# What to do
**A)** Rewrite the stretch of the eel article from "European eels have" through "to the surface.", replacing "spawning grounds" with "breeding grounds".
**B)** Write what comes next in the article on eels escaping the Mediterranean, starting after its last sentence.

# Reading passage
+--

Eels, already renowned as among the planet’s most extraordinary creatures, have once more confounded experts by proving they can escape the Mediterranean Sea for the Atlantic Ocean.
It had been thought they were navigationally ill-equipped to be able to find the narrow Straits of Gibraltar, and even if they did the currents would be too extreme for them to pass through.
However, experiments in which silver eel, the mature form of the fish, were tagged and released showed that they are clearly well up to the task of swimming from shallow lagoon areas of the Mediterranean and out through the Straits.
“One of the really fascinating things about eels is the mystery that surrounds them,” said Dr David Righton, Principal Cefas Scientist and one of the research team. “They are able to do things that are quite incredible. An amazing species.”
European eels have fascinated mankind for centuries, with the first study of them published, by Aristotle, as long ago as the fourth century BC.
Despite attracting such longlasting attention, their secrets are having to be dragged from them one by one. It was only a century ago that their spawning grounds were discovered by Danish scientist Johannes Schmidt and still no one has seen them breed.
Until now, researchers were unable to say if the fish which grew to maturity in the Mediterranean were able to get out again to form part of the spawning stock.
Of eight tagged female European eels, two managed to swim more than 2,000km from the Salses-Leucate and Gruissan regions of southern France and up to 600km into the Atlantic before the tags detached themselves from the fish, as programed, and floated to the surface.

+--

# Information shown
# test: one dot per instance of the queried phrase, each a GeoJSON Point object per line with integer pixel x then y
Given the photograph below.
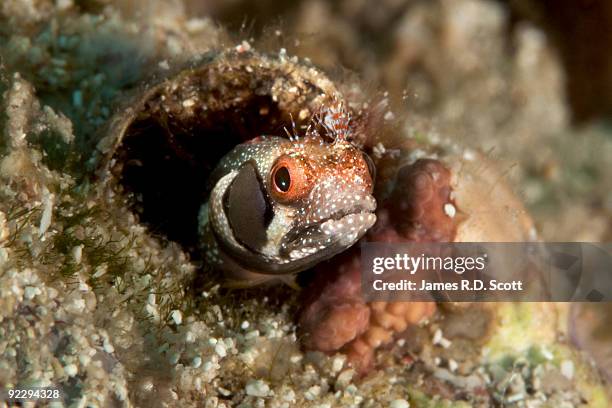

+--

# Numbered answers
**A)**
European eels have fascinated mankind for centuries, with the first study of them published, by Aristotle, as long ago as the fourth century BC.
Despite attracting such longlasting attention, their secrets are having to be dragged from them one by one. It was only a century ago that their breeding grounds were discovered by Danish scientist Johannes Schmidt and still no one has seen them breed.
Until now, researchers were unable to say if the fish which grew to maturity in the Mediterranean were able to get out again to form part of the spawning stock.
Of eight tagged female European eels, two managed to swim more than 2,000km from the Salses-Leucate and Gruissan regions of southern France and up to 600km into the Atlantic before the tags detached themselves from the fish, as programed, and floated to the surface.

**B)**
The two eels known to have reached the Atlantic were still several thousand kilometres short of reaching the Sargasso Sea, where eel are believed to breed, when they lost the tags but having reached the Ocean they demonstrated that the Mediterranean stocks are likely to be among those that spawn.
Five of the other eels appear to have been eaten by predators while the sixth was still in the Mediterranean when the tag detached, but all of them had swum westwards from the release point towards the Atlantic.
“Many scientists have questioned whether eels could escape the Mediterranean because finding the Straits of Gibraltar is like finding a needle in a haystack,” said Dr Righton. “All of the eels migrated west after release, and two of them made it more than 2000km from release and into the Atlantic.
“The fact we have tracked them out of the Mediterranean is significant. It proves that they aren’t trapped.”
European eel are classified by the International Union for the Conservation of Nature as critically endangered, following a slump of at least 95 per cent since 1979 of glass eel recruitment, the juvenile stage in which they reach Europe’s shores after being washed by currents eastwards across the Atlantic – though no one knows how long the journey takes.
The team that carried out the tagging experiment, published in the journal Nature, said that the better eel biology is understood, the better scientists will be able to help the fish recover across Europe as part of the European Union’s Eel Recovery Plan.
Despite being a well-known fish and a traditional dish in many parts of Europe – in the UK eel pie and mash shops proliferated, the Belgians love it in green sauce, and in Spain glass eels are flash fried and brought sizzling to the table – it remains a mysterious creature.
Data collected by the tags showed that the Mediterranean eel behaved in similar ways to those tagged further north. In particular, they swam at huge depths – reaching more than 1,000m down – during the day and came up to about 300m during the day.
What drives them to switch depths is another mystery about the eel, and one still to be solved. Temperature regulation, and predator avoidance are among the possibilities.
Similarly, the route silver eels take to reach their spawning grounds in the Sargasso Sea is, as yet, unknown.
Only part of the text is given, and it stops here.